■ REQUIREMENT:
Which lines in the records below contain the word "respond"? Return each of them.

--- START ---

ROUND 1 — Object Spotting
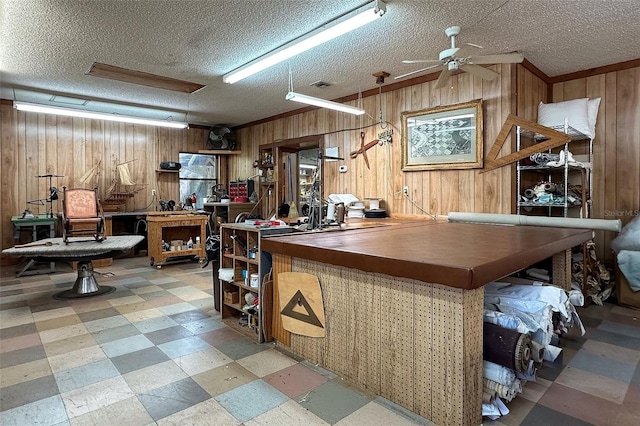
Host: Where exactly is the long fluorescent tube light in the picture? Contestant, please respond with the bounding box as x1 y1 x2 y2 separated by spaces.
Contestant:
286 91 365 115
223 0 386 84
14 101 188 129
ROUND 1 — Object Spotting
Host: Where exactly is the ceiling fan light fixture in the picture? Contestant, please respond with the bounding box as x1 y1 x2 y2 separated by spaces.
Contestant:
223 0 386 84
14 101 188 129
286 91 365 115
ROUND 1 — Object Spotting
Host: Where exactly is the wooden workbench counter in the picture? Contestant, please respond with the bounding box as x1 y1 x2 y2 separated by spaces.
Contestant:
261 220 592 290
261 220 592 426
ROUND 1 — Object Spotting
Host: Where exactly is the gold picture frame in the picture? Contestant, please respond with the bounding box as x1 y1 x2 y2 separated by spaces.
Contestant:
401 99 483 171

--- END ---

■ OUTPUT OF THE EXERCISE:
Host: Where exactly is the long fluorescent tube light in the picture? Contestant, please respond with the bounding box as x1 y1 x2 y2 separated by spaces.
Host: Where exactly is the ceiling fan light fixture in the picture? Contestant, please respond with the bounding box as x1 y1 x2 y2 separated by spaces.
Host: Where exactly is the wooden workbench counter in the picture? Contestant, please respond with the bounding box as x1 y1 x2 y2 separated by spaces.
Host: Where exactly is the gold picture frame in the picture? Contestant, please respond with the bounding box as x1 y1 x2 y2 separated by spaces.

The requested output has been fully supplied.